◆ Provided entries ◆

::::::::

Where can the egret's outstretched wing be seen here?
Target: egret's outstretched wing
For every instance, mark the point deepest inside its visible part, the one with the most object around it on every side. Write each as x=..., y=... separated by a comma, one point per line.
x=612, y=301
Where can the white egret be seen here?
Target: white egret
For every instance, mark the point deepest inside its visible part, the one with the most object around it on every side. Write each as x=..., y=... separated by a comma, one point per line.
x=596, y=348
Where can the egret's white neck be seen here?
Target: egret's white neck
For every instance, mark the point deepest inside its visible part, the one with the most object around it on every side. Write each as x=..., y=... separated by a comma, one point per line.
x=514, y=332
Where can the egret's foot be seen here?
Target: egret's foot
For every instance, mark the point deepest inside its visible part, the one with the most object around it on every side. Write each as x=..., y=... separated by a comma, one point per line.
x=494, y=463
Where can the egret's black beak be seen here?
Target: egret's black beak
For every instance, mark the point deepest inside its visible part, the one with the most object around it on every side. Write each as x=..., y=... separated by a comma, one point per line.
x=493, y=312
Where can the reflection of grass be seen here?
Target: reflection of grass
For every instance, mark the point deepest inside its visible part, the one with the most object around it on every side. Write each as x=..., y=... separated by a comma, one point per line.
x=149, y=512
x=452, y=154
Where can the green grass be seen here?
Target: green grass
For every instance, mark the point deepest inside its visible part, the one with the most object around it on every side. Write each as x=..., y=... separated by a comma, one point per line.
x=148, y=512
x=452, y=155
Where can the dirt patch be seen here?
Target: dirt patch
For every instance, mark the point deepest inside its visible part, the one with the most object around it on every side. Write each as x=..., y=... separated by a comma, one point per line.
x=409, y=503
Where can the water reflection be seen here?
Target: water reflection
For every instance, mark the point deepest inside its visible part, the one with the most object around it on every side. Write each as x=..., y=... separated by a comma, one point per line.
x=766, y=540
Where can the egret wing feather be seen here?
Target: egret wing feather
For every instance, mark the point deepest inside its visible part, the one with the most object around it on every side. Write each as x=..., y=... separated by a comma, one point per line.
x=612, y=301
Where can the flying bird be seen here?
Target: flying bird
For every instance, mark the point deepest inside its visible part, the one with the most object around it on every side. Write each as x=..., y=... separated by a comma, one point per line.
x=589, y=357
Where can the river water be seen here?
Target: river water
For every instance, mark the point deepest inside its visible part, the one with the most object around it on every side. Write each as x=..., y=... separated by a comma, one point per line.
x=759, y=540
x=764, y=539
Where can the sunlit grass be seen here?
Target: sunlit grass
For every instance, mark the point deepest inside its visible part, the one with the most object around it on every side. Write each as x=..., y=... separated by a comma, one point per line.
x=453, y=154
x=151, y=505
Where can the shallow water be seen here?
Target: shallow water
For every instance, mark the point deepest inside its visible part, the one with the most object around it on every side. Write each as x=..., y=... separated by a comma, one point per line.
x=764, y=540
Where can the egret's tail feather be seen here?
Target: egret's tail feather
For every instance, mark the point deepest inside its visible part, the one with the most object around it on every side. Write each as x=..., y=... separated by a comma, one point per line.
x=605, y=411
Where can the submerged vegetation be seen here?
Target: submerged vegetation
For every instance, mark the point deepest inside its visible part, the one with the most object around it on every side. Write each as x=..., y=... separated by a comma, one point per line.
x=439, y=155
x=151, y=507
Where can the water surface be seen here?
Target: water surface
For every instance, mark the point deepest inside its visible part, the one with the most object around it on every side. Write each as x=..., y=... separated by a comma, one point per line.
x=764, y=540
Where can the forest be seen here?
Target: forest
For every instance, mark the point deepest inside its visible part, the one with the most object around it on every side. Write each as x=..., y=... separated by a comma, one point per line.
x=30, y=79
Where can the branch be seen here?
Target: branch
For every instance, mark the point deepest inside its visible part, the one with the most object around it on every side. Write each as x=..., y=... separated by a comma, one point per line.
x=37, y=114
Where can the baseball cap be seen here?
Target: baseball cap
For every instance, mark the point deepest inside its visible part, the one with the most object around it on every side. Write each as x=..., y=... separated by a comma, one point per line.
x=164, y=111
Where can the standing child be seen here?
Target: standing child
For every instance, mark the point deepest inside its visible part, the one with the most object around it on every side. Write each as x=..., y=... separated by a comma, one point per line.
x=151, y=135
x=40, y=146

::::::::

◆ Exercise details ◆
Put the listing from the line that contains "Where can the dirt patch be seen here?" down to the line that contains "x=766, y=540" into a two-column CSV with the columns request and answer, one row per request. Place each request's text and its answer in a single quoted field, with line breaks turned into spaces.

◆ Expected answer ◆
request,answer
"Where can the dirt patch be seen here? Target: dirt patch For every instance, mark the point deepest inside its visible part, the one with the most object around it on every side. Write each as x=..., y=... separated by a comma, one point per line.","x=409, y=503"
"Where can the water reflection be seen here? Target: water reflection For every instance, mark the point deepest inside its visible part, the one with the most object around it on every side. Write each as x=..., y=... separated by a comma, one point per line.","x=766, y=540"